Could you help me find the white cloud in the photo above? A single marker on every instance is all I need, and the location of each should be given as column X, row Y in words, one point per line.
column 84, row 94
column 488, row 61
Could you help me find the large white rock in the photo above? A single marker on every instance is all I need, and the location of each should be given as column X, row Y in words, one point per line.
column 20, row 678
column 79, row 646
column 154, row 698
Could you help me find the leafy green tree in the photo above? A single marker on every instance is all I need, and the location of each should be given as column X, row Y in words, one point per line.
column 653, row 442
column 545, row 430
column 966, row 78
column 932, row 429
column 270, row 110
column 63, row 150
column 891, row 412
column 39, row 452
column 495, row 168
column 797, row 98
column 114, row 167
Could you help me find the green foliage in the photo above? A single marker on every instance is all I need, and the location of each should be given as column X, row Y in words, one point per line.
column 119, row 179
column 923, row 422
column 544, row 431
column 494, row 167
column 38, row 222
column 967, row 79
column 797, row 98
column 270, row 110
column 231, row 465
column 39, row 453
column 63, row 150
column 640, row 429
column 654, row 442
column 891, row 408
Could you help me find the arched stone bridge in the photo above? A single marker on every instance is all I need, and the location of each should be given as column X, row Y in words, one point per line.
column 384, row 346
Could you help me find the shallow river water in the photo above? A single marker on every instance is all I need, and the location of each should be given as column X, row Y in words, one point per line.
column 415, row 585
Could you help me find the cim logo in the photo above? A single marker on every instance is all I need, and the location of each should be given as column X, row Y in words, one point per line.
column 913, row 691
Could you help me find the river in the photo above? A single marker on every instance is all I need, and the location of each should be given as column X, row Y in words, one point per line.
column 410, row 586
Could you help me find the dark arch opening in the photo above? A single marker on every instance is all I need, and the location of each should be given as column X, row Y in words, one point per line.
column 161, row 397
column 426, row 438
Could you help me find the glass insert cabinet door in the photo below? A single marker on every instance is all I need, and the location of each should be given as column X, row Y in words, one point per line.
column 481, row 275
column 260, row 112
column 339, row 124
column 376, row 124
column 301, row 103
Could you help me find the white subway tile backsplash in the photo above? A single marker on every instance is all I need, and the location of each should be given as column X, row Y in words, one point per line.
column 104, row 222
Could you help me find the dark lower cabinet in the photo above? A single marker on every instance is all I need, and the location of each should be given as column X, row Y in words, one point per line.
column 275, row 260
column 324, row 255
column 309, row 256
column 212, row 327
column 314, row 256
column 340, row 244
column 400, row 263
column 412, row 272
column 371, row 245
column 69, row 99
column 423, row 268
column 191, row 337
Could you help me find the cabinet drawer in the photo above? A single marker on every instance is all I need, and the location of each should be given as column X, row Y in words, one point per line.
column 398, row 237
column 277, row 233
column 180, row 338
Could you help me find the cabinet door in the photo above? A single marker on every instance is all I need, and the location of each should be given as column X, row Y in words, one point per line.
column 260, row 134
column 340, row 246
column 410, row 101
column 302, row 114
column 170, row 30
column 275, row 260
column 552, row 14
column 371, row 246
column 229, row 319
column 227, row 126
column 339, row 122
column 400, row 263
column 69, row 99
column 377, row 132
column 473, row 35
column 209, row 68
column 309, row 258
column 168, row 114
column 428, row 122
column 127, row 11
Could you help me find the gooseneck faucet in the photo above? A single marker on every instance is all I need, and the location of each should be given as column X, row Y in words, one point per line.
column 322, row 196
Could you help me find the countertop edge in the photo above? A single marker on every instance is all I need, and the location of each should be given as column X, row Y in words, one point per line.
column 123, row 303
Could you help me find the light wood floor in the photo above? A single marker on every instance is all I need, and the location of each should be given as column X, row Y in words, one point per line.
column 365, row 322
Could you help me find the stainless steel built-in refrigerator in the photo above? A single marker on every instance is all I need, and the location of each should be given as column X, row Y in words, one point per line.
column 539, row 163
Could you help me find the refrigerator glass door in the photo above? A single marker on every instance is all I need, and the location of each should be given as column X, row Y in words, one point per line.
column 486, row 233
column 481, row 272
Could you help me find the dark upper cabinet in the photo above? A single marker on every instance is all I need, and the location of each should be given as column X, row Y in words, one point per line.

::::::

Work to be completed - Copy exactly the lines from the one containing "Could you help me find the stainless" through the last line of the records, both included, and nothing else.

Response area -
Could you help me find the stainless steel built-in refrigerator in the photo above? A single marker on every instance is all I need, and the location of each should be given as column X, row Y in words, one point per line.
column 539, row 163
Could you help me find the refrigerator glass door in the photo above? A single marker on every instance is all I need, and the location of each should be given as column X, row Y in words, one point per line.
column 486, row 233
column 481, row 272
Could you help me find the dark upper cabinet in the photo above? A single marker on every instance is all I need, and the location of each should be given as column X, row Y in words, one point per line.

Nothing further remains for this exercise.